Start of Block

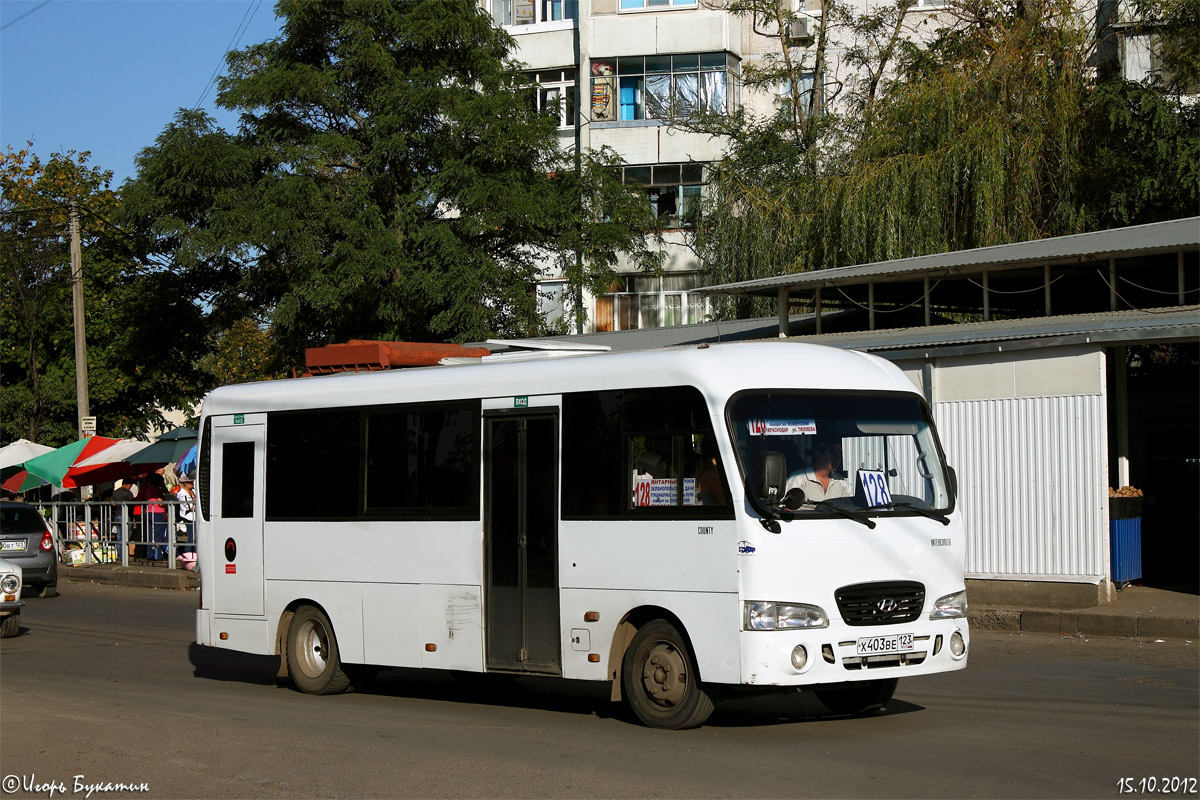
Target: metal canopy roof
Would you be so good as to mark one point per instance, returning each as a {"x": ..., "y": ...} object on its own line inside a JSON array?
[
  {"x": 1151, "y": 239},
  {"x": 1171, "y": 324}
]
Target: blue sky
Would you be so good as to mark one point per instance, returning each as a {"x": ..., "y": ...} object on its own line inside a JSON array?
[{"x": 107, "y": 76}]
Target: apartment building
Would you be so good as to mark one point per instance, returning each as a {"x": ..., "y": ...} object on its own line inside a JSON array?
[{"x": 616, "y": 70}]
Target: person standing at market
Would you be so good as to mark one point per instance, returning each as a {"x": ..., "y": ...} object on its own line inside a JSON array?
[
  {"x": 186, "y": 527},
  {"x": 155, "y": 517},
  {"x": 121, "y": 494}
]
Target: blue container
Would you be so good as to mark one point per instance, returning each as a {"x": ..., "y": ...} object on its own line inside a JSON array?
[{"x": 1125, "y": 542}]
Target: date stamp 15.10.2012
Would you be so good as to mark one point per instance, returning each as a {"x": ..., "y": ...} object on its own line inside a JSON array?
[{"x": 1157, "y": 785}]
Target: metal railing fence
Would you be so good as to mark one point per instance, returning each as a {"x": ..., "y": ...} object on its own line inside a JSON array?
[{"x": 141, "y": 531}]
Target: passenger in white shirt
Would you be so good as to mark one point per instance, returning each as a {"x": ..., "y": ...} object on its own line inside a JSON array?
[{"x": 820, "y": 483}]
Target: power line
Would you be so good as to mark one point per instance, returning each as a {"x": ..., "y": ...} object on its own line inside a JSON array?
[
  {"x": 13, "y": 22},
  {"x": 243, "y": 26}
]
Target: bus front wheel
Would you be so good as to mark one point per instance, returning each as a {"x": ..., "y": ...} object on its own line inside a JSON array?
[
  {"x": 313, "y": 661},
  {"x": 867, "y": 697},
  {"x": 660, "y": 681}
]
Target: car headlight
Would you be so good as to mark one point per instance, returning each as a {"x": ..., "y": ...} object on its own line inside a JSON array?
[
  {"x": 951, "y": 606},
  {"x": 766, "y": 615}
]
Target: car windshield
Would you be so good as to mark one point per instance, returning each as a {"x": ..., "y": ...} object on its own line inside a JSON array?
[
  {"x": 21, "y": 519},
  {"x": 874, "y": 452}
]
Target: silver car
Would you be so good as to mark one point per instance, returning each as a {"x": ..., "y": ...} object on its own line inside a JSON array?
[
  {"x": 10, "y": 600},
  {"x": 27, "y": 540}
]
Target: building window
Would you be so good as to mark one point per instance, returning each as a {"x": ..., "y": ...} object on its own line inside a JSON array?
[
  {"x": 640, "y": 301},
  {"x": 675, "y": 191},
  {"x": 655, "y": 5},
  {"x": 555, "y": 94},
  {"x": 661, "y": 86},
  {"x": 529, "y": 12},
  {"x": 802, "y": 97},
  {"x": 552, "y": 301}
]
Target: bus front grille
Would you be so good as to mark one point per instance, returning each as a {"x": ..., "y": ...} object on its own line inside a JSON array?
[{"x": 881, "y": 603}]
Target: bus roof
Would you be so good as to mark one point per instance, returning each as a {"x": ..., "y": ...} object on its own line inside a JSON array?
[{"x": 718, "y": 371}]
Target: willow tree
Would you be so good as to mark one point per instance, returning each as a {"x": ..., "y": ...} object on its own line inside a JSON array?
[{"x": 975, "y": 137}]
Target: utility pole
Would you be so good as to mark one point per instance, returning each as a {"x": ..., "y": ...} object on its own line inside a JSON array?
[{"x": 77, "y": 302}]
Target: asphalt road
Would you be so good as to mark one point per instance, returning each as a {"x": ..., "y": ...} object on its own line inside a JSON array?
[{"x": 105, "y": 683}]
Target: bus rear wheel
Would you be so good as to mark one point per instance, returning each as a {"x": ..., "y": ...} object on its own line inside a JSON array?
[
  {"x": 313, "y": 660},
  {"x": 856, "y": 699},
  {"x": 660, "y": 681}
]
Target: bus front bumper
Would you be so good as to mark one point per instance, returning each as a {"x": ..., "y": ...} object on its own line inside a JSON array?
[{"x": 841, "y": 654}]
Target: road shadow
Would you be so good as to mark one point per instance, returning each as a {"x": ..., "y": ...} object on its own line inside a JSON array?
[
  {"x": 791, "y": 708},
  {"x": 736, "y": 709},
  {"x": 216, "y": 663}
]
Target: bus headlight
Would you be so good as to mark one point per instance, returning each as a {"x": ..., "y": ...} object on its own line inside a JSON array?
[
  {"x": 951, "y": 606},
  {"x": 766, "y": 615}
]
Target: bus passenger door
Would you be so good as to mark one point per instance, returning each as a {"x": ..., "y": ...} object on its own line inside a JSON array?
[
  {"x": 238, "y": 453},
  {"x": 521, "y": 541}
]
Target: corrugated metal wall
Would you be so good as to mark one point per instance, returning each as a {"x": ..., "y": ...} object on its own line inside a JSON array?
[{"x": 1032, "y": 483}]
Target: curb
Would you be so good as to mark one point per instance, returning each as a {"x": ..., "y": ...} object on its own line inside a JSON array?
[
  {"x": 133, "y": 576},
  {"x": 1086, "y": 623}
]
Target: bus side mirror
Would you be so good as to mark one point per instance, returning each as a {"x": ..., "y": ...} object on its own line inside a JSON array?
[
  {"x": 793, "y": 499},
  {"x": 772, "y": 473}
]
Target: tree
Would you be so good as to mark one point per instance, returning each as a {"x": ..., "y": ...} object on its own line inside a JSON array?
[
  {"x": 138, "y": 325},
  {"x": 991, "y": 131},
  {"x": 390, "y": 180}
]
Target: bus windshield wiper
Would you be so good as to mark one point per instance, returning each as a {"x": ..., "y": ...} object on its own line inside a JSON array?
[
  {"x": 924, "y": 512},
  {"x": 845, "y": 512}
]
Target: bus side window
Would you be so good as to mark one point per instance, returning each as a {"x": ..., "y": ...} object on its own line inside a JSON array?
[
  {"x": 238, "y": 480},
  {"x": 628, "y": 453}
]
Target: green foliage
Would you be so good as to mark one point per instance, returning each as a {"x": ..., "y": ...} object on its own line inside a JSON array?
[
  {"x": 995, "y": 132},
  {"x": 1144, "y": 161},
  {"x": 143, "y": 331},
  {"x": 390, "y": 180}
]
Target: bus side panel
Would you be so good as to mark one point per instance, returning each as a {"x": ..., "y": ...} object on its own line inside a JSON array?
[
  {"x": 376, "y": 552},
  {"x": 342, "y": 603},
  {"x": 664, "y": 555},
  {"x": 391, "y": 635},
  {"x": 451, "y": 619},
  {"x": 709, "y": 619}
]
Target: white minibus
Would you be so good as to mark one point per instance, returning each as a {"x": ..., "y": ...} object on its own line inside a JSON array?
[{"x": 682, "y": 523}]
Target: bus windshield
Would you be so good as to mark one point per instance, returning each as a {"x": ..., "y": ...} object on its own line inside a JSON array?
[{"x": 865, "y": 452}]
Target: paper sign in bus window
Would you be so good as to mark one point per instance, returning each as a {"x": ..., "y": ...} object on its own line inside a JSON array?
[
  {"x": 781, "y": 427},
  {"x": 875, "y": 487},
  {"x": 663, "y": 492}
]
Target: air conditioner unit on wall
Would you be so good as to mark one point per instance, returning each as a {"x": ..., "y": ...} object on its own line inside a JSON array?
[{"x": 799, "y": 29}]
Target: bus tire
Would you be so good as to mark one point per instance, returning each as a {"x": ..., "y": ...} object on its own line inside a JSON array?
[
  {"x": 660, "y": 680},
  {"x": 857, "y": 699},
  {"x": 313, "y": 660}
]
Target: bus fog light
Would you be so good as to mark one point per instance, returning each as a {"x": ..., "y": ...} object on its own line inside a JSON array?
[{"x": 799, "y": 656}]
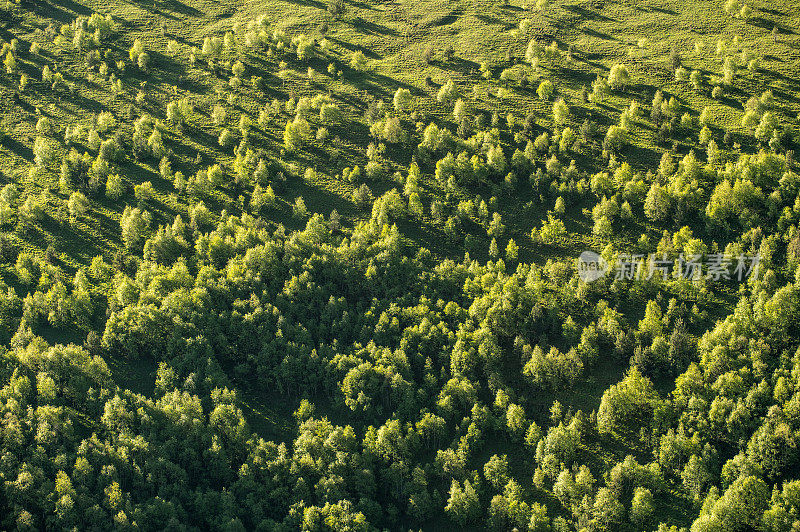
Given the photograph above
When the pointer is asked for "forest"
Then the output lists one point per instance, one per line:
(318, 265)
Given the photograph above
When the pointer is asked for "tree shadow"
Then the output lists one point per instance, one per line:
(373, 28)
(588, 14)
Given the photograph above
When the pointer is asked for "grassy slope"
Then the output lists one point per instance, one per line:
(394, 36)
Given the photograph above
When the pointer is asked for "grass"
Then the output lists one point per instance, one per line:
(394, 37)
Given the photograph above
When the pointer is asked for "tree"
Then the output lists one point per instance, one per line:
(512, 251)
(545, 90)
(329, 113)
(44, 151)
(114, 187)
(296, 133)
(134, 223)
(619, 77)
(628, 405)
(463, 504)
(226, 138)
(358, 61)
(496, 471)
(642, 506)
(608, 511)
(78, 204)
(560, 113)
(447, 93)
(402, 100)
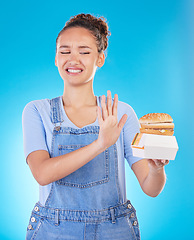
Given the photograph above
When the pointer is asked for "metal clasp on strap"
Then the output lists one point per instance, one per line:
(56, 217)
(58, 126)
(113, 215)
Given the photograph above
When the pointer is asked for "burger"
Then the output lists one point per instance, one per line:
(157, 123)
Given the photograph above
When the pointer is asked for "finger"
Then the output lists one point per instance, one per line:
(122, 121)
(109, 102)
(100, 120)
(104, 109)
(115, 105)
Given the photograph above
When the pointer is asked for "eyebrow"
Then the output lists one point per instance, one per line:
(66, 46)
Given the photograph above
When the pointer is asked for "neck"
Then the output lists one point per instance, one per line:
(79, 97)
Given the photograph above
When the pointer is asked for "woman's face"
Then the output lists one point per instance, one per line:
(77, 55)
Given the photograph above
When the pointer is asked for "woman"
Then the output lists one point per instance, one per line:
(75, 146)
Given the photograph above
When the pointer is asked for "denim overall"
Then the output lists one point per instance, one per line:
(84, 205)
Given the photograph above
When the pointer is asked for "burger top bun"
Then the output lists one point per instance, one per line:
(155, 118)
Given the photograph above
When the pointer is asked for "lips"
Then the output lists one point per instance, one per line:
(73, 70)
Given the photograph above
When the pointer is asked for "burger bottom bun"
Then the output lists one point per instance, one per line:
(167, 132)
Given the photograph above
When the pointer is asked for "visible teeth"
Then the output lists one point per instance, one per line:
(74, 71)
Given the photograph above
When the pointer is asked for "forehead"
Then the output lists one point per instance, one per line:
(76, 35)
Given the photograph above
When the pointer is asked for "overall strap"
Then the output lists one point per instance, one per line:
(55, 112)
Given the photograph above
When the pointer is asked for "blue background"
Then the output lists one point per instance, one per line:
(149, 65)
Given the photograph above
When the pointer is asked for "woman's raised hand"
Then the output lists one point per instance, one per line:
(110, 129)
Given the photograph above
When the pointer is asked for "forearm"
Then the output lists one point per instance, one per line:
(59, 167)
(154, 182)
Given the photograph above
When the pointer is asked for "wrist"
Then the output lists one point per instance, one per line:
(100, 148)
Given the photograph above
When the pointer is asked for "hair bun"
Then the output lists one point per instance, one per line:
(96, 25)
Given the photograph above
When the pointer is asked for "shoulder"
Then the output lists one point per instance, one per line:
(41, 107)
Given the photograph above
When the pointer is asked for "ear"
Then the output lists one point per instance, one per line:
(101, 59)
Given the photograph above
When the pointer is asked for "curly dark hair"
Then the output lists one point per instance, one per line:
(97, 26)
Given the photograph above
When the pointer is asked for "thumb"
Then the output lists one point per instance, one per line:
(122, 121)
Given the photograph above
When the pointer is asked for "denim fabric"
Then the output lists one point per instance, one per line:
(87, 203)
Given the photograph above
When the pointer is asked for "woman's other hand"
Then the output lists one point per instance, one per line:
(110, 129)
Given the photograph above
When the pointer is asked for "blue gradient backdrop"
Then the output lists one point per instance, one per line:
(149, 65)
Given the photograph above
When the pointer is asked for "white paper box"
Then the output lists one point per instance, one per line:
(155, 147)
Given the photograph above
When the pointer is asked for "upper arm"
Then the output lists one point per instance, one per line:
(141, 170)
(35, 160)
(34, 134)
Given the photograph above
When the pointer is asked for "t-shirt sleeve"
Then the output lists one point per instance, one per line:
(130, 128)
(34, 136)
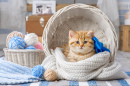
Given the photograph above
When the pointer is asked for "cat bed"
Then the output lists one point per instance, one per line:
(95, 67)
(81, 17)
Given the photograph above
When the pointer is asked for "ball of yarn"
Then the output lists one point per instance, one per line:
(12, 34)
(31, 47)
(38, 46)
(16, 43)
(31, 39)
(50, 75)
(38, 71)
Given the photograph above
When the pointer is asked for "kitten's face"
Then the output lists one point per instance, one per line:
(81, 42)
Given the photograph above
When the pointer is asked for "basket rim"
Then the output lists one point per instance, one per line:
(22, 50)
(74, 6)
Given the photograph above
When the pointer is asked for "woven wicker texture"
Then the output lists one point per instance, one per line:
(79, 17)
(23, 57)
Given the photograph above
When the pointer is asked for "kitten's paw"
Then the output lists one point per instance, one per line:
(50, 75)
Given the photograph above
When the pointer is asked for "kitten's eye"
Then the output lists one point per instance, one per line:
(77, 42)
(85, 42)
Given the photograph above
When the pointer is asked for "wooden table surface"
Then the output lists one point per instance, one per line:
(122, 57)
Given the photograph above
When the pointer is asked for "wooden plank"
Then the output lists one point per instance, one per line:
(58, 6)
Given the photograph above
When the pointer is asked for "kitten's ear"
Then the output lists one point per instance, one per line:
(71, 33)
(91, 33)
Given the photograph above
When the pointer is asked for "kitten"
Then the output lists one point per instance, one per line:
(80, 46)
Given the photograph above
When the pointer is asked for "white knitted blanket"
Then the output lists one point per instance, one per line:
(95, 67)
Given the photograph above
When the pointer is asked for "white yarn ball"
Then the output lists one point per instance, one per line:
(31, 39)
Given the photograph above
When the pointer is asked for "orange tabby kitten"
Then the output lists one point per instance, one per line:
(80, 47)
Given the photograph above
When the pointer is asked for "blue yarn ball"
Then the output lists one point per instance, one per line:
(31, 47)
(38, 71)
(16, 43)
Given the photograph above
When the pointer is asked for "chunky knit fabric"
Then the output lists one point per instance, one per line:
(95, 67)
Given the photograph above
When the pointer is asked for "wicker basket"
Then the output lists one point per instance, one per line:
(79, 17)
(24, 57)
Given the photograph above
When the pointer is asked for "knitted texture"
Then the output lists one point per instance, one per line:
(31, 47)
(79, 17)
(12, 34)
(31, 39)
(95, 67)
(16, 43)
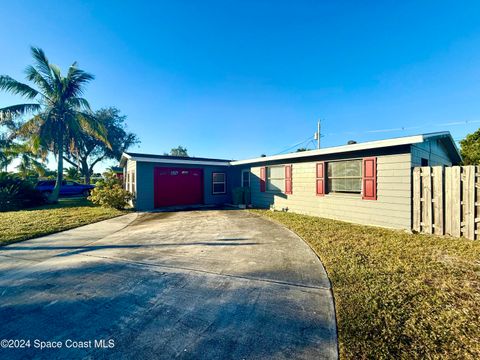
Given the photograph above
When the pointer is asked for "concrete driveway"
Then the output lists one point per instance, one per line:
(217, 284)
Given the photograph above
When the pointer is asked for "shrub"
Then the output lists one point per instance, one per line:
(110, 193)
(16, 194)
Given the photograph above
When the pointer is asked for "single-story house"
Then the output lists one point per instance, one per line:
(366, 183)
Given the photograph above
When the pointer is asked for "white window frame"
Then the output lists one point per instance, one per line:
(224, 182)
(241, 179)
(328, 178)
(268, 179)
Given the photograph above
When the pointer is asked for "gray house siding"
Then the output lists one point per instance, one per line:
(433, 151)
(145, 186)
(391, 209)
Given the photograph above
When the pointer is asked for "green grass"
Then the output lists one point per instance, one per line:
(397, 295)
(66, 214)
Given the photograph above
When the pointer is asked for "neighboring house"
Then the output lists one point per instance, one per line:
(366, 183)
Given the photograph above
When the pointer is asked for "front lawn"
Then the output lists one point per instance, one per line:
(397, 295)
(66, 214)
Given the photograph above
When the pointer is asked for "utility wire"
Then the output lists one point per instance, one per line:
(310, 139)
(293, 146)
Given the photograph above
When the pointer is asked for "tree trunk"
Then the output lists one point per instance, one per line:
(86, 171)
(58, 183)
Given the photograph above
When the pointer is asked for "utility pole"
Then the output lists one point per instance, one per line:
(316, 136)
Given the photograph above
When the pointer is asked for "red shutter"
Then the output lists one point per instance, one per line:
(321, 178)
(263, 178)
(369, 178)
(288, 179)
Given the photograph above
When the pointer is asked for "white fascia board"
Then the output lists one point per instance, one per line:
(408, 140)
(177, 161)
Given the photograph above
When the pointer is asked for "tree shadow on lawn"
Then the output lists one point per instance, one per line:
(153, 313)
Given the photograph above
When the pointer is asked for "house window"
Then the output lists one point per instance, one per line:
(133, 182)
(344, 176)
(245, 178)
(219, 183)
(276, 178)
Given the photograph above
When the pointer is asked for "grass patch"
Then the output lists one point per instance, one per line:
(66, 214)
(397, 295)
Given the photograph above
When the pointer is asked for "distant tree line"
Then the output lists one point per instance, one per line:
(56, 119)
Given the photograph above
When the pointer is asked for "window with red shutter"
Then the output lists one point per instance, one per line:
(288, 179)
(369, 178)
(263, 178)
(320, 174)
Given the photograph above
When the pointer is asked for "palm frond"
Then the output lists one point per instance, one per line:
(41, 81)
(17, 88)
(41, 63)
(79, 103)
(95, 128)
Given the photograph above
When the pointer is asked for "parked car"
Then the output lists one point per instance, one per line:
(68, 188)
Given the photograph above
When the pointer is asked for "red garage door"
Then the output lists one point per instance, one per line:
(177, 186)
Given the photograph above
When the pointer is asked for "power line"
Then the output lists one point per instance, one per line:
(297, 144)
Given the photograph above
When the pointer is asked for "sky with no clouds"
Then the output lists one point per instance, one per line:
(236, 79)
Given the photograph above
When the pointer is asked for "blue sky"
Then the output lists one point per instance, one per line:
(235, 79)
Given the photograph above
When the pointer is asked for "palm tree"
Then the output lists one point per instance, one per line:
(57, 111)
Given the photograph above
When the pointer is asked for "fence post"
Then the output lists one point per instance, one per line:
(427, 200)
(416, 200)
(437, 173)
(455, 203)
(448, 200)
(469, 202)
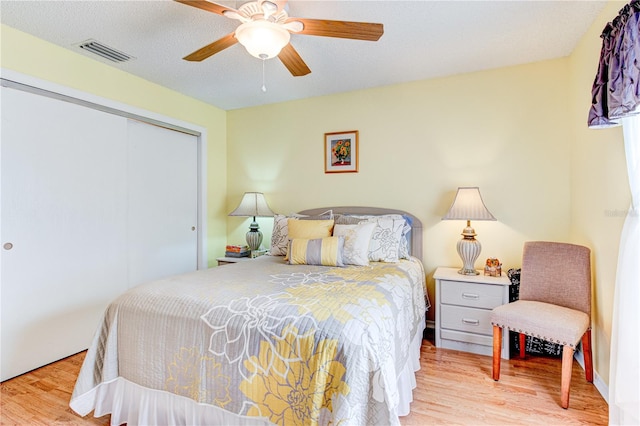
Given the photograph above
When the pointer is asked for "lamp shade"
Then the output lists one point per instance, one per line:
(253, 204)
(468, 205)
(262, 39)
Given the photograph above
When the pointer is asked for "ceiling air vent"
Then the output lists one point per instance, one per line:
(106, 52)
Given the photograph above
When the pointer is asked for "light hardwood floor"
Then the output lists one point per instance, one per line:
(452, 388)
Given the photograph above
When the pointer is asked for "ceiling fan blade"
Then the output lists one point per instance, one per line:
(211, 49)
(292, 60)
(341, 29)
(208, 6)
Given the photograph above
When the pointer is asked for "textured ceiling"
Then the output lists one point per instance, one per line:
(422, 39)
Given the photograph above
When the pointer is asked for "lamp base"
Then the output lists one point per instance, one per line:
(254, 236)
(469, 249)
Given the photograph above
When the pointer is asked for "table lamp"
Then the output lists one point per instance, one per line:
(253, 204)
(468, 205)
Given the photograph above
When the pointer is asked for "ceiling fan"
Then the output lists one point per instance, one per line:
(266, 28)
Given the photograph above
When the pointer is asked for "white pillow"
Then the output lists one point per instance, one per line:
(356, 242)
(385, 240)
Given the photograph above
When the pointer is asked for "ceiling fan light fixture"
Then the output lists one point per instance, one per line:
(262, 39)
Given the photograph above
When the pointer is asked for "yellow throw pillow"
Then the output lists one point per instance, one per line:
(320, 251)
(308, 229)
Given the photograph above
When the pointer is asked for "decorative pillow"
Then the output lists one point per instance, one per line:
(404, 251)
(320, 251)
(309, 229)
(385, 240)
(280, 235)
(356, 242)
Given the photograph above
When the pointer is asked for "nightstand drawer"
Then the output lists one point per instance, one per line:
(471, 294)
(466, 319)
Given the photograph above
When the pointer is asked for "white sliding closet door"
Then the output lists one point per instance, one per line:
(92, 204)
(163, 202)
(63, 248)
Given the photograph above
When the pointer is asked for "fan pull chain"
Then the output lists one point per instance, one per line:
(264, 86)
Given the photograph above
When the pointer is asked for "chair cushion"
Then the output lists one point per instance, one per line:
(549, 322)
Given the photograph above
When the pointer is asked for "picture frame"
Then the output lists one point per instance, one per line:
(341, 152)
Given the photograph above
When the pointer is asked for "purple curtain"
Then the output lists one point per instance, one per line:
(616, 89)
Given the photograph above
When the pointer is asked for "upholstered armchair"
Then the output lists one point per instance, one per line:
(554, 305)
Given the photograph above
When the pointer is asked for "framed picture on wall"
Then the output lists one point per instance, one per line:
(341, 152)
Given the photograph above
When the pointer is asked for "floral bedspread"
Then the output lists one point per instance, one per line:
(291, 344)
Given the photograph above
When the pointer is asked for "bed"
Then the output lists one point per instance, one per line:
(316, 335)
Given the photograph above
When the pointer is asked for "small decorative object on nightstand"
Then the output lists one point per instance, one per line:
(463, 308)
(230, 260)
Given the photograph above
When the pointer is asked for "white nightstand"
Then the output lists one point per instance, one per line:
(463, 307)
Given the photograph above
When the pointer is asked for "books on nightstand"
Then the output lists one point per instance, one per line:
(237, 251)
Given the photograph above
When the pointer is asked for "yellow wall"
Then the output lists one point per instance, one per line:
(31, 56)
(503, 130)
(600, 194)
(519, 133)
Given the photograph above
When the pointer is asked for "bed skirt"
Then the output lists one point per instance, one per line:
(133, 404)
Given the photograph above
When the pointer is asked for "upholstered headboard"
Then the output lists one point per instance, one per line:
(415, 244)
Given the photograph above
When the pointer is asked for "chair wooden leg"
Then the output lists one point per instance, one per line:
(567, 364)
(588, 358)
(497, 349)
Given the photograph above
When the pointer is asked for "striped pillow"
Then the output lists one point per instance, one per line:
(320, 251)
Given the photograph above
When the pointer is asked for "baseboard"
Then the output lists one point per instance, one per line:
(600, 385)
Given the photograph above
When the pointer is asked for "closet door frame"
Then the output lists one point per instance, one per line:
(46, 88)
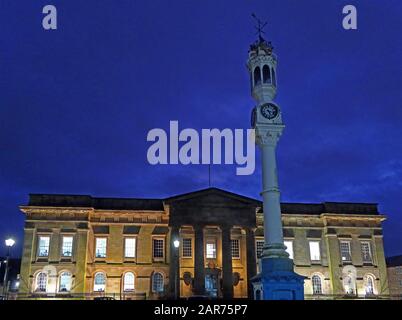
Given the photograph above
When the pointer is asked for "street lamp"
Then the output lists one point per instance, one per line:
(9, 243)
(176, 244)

End of Block

* [Task description]:
Once the line with "Target: bus front bumper" is found in the records above, print exactly that line and every line after it through the line with "Target: bus windshield wiper".

* [Solution]:
Target: bus front bumper
Would you be so good as to mark one point per instance, returning each as a {"x": ..., "y": ...} object on its own line inside a JSON array?
[{"x": 841, "y": 654}]
Target: road shadow
Would you be so good as to mark one point per instance, returning each as a {"x": ..., "y": ...} object on its own line inside a JSON array?
[
  {"x": 791, "y": 708},
  {"x": 736, "y": 709},
  {"x": 216, "y": 663}
]
Target: bus headlight
Would you be so good as to mark one point per instance, returning each as a {"x": ..., "y": ...} object on its own line inside a JSON array?
[
  {"x": 951, "y": 606},
  {"x": 766, "y": 615}
]
Target: bus passenger door
Would you be so good as to mark one point per instance, returning each as a {"x": ..., "y": ...} object on its own line inside a JSON array?
[
  {"x": 238, "y": 453},
  {"x": 521, "y": 541}
]
Target: corrugated metal wall
Would you be so good as to mark one point per instance, returning each as a {"x": ..., "y": ...} object on its own line inside a JSON array?
[{"x": 1032, "y": 483}]
Target: curb
Would you be so good as to mark one point per instance, returning each as a {"x": ..., "y": ...} object on its own line inside a JSON array?
[
  {"x": 133, "y": 576},
  {"x": 1086, "y": 623}
]
Target: bus side mirror
Would you be so good as to mark one point per instance, returning each as a {"x": ..., "y": ...} object on its own line inside a JSON array?
[
  {"x": 793, "y": 499},
  {"x": 772, "y": 473}
]
Target: tree
Would you be so good as to mark one point per instance, returning each as a {"x": ..., "y": ...} object on its own line inside a JSON array?
[
  {"x": 138, "y": 325},
  {"x": 991, "y": 131},
  {"x": 390, "y": 180}
]
Target: bus windshield wiper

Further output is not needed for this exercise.